A leading scholar in education, Sergiovanni (1990) wrote about value-
added leadership, which is similar to transformational leadership. Value-
added leadership combines the traditional and the recent theories of
leadership to create a new model. "Value-added [leadership] provides the
bridge between helping teachers and students meet basic expectations and
achieving levels of performance and commitment that are extraordinary" (p.
5). The similarity of Sergiovanni (1990) and Burns (1978) is apparent in the
emphasis on the moral aspect of leadership and the elevation of followers
and leaders. "Value-added leadership works not only because it can move
the hand but because it is responsive to the mind and heart" (p. 53).

Intellectual Leadership
Without forgetting the importance of transformational leadership for the
heart, we will now turn our attention to the head -- intellectual leadership.
Burns (1978) delineated how intellectual leadership works in the arena of
politics. His statement of the ultimate standard, or test, for intellectual
leadership can be applied to other arenas -- such as education. That test is
the capacity to conceive values or purpose in such a way that ends and
means are linked analytically and creatively and that the implications of
certain values ... are clarified. The test is one of transforming power" (p.
163). Transformational leaders in the education arena will also be able to
meet this standard.
Burns (1978) drew a clear distinction between intellectuals and
intellectual leadership. The intellectual is "a person concerned critically with
values, purposes, ends that transcend immediate practical needs" (p. 141).
Intellectual leaders deal with both analytical and normative ideas and they
bring both to bear on their environment" (p. 142). He notes that the
intellectual may choose to be uninvolved with society, but the intellectual
leader cannot be" (p. 141). He concludes by stating strongly, but simply,
intellectual leadership is transforming leadership" (p. 142).

- Required work -
1 - Answer these questions from the leadership text:
(a) In what year did Sergiovanni write about value-added leadership?
(b) Intellectual leadership turns attention to which part, in contrast to the heart?
(c) According to Burns, what may the intellectual choose that the intellectual leader cannot?
2 - Write out the leadership text between "A leading scholar" and "-- intellectual leadership.", inclusive, word for word.

- Stored rows -

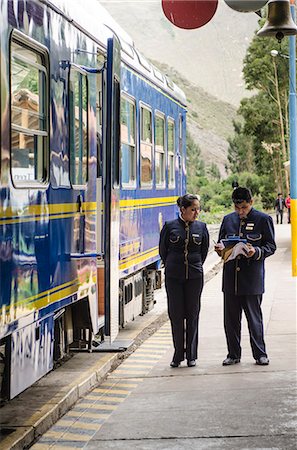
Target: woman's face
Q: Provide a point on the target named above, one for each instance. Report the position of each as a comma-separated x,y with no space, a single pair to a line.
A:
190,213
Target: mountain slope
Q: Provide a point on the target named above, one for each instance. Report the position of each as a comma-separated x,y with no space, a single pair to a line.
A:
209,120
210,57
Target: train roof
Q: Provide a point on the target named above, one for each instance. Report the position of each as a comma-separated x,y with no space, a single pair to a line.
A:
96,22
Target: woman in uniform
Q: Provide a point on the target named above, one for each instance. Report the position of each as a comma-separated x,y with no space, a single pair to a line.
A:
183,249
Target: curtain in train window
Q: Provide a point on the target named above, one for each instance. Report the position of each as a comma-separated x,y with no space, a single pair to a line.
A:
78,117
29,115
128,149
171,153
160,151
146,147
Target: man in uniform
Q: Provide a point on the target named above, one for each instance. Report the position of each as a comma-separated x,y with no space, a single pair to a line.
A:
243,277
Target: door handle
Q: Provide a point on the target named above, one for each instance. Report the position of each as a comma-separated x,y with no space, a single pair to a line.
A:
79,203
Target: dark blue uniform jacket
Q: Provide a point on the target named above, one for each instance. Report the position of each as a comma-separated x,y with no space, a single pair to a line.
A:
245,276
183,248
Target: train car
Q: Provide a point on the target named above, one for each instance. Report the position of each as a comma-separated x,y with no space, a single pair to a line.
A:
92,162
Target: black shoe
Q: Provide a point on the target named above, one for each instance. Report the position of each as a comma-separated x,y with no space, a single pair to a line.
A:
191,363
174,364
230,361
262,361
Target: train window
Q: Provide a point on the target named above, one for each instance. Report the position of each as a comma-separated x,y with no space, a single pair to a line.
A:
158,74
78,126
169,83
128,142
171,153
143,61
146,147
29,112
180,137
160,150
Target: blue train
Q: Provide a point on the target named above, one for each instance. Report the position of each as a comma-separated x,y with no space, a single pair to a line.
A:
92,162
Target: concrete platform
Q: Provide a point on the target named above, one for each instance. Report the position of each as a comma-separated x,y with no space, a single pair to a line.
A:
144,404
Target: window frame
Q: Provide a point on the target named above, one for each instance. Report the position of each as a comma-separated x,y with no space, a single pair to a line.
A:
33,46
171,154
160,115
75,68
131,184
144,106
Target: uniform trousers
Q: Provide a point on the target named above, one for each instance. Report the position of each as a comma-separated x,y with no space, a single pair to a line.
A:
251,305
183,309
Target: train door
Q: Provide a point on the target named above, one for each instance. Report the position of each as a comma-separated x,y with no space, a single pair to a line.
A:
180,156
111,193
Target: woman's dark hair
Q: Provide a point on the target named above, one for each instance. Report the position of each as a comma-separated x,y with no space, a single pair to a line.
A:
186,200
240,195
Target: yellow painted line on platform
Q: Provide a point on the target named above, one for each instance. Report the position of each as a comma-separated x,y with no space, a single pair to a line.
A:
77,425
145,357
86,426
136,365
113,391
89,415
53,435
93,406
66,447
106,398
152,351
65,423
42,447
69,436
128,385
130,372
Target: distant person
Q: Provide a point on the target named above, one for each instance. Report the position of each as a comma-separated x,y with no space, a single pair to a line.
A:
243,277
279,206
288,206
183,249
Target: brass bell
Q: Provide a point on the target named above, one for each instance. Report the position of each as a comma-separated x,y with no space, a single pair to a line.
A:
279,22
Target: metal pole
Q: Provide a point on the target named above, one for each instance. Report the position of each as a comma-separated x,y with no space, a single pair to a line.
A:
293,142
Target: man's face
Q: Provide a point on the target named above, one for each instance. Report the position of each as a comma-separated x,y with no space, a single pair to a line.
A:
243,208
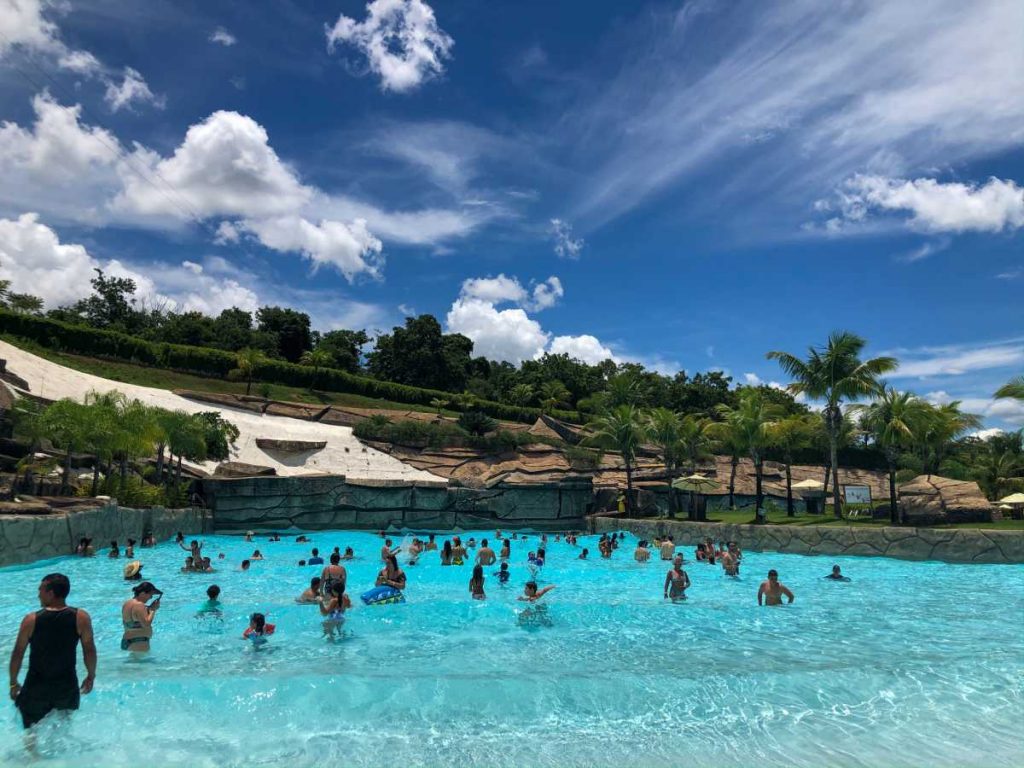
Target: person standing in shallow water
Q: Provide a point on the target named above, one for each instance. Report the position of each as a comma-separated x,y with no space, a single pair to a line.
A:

---

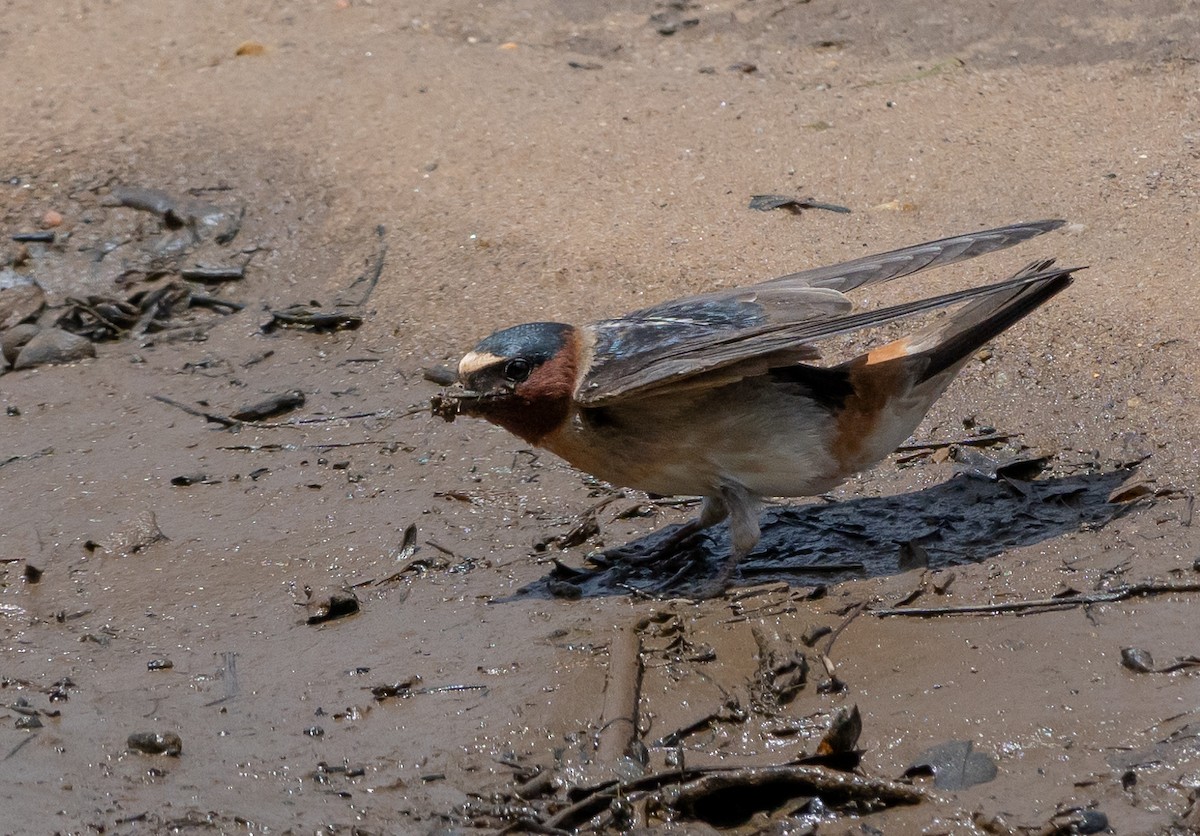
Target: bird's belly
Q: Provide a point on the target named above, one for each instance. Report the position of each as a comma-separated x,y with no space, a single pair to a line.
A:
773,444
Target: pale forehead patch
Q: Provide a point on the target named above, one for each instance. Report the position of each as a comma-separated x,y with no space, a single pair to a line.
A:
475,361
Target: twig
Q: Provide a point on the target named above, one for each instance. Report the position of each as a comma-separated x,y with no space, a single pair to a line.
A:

- Answers to the tasks -
1 -
(a) 1990
(b) The head
(c) To be uninvolved with society

2 -
A leading scholar in education, Sergiovanni (1990) wrote about value-
added leadership, which is similar to transformational leadership. Value-
added leadership combines the traditional and the recent theories of
leadership to create a new model. "Value-added [leadership] provides the
bridge between helping teachers and students meet basic expectations and
achieving levels of performance and commitment that are extraordinary" (p.
5). The similarity of Sergiovanni (1990) and Burns (1978) is apparent in the
emphasis on the moral aspect of leadership and the elevation of followers
and leaders. "Value-added leadership works not only because it can move
the hand but because it is responsive to the mind and heart" (p. 53).

Intellectual Leadership
Without forgetting the importance of transformational leadership for the
heart, we will now turn our attention to the head -- intellectual leadership.